__SET EXERCISE__
Your task is to write out the lines from the line containing "Please segment every instance of the light" through the last line of the material, exactly.

__MATERIAL SUPPLIED__
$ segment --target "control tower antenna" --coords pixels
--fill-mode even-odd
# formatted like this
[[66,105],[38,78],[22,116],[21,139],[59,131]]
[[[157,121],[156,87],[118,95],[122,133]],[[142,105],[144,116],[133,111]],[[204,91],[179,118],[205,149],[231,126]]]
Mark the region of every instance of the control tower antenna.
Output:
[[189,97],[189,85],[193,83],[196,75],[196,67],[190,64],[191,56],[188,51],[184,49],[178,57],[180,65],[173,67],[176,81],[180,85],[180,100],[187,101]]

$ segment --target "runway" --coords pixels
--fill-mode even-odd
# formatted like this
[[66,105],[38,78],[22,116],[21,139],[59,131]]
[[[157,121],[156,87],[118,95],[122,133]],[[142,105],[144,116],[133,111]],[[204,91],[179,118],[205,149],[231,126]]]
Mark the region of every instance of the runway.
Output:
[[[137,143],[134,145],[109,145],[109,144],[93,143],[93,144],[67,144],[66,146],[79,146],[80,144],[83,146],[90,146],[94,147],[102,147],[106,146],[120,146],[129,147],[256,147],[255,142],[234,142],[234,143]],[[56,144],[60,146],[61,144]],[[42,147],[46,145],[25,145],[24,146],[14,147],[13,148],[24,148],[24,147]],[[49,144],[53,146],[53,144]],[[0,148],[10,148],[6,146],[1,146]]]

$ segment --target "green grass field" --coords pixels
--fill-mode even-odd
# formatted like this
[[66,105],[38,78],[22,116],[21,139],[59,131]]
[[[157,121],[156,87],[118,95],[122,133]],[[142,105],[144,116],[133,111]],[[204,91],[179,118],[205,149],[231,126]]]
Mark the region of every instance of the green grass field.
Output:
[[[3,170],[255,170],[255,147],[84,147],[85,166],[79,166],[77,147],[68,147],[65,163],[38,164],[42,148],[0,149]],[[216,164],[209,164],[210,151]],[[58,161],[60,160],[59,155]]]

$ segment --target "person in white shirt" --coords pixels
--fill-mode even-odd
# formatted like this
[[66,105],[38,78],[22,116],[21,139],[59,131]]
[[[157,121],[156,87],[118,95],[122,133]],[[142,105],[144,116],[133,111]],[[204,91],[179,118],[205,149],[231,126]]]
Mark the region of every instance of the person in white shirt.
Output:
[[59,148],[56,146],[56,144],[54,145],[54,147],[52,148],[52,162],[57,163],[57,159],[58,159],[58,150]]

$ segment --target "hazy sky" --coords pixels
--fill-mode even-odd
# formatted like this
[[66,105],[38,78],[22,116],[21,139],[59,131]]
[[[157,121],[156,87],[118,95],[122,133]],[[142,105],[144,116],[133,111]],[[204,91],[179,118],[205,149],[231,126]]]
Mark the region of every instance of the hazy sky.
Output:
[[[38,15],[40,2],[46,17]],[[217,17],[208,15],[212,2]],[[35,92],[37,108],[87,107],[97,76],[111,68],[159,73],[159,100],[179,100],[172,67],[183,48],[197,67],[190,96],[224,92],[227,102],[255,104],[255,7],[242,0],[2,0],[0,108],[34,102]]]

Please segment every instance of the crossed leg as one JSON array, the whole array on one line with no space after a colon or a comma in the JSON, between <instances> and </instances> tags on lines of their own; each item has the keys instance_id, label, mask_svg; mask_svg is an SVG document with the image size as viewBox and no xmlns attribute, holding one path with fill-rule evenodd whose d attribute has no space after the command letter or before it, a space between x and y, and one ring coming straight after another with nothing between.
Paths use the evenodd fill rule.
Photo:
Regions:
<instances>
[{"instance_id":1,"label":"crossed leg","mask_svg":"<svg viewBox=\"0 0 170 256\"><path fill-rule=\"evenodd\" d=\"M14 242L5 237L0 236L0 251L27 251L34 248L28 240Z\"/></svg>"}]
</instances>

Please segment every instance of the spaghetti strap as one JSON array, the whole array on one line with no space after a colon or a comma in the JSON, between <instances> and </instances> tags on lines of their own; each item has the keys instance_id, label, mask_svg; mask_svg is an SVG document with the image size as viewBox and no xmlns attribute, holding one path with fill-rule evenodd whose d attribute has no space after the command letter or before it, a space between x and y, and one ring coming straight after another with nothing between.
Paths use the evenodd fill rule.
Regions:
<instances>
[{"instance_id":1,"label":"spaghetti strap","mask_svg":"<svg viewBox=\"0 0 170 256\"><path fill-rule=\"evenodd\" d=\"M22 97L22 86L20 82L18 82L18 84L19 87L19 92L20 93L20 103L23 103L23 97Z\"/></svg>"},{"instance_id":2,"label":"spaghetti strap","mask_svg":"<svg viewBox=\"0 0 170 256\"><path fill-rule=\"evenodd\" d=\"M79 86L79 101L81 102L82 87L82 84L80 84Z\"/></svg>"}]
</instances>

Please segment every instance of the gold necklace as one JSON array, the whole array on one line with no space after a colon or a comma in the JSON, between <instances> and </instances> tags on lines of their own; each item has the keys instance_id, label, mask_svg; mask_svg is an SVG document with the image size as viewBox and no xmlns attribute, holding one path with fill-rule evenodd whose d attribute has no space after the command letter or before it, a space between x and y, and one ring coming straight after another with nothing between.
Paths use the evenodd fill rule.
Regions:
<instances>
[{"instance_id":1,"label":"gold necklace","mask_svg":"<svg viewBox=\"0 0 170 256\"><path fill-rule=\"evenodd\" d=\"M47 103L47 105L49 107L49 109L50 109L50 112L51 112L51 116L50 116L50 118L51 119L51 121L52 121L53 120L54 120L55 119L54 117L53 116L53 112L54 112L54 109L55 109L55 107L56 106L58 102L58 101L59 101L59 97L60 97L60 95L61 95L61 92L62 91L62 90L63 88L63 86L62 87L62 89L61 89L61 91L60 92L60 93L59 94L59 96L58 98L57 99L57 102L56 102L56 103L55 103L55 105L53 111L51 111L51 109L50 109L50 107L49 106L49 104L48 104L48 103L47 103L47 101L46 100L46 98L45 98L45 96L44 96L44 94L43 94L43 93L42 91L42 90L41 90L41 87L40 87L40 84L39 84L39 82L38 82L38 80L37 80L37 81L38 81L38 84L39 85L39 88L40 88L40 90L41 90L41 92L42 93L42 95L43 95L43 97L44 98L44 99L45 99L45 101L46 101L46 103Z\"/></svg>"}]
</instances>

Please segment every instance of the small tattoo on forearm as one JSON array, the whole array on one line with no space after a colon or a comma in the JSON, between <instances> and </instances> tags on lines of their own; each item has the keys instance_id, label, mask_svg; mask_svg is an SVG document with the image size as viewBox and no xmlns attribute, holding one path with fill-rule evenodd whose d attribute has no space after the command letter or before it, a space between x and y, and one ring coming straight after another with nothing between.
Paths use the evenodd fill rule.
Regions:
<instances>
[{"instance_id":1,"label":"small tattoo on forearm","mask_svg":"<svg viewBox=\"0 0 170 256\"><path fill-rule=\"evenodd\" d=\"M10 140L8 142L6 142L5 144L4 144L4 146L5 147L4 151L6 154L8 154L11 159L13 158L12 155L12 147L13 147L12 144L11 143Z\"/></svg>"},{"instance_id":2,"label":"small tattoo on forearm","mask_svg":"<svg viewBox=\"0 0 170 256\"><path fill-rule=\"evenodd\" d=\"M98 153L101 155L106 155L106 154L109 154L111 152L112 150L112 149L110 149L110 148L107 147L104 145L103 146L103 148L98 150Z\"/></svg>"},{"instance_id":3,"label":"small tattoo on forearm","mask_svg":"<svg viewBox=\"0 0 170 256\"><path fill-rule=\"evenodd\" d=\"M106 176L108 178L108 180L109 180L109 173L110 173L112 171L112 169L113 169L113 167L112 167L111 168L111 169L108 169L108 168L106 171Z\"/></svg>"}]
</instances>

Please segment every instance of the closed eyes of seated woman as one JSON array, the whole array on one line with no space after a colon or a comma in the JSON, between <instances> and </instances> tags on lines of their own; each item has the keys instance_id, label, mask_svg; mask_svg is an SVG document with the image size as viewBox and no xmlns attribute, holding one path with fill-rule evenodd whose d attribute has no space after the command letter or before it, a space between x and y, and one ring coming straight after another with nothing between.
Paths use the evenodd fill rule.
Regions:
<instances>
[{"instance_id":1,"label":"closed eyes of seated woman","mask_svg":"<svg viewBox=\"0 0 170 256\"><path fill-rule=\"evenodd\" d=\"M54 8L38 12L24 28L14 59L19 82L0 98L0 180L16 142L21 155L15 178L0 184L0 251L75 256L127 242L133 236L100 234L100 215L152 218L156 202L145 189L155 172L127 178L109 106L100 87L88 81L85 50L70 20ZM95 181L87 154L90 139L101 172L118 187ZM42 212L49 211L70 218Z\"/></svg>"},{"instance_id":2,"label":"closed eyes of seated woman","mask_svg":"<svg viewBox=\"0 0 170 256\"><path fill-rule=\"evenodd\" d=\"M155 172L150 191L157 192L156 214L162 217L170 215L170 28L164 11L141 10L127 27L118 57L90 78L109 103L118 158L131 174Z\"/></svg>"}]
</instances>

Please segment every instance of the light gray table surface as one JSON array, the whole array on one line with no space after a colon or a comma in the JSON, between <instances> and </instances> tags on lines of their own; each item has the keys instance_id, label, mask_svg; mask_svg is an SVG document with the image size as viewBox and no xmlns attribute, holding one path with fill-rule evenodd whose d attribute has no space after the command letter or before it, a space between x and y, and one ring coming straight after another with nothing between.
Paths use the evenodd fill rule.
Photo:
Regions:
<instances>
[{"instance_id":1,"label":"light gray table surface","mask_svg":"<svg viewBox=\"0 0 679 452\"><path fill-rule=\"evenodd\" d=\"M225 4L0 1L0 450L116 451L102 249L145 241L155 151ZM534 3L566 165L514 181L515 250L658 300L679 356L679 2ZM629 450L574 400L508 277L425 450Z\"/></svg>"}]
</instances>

__EXERCISE SOLUTION__
Please segment every instance of the light gray table surface as one JSON array, the whole array on one line with no space after a colon or a comma in the JSON, between <instances> and </instances> tags on lines of their own; each item has the keys instance_id, label, mask_svg; mask_svg is an SVG document with the image size as viewBox and no xmlns attribute, holding one path with fill-rule evenodd whose d attribute has no space after the command letter or before it, a space between x and y, and one ring coming straight after another with nothing between.
Paths use the evenodd fill rule.
Photo:
Regions:
<instances>
[{"instance_id":1,"label":"light gray table surface","mask_svg":"<svg viewBox=\"0 0 679 452\"><path fill-rule=\"evenodd\" d=\"M225 4L0 1L0 450L116 451L102 249L145 241L155 151ZM534 3L566 165L514 181L515 250L658 300L679 356L679 2ZM629 450L574 400L508 277L425 450Z\"/></svg>"}]
</instances>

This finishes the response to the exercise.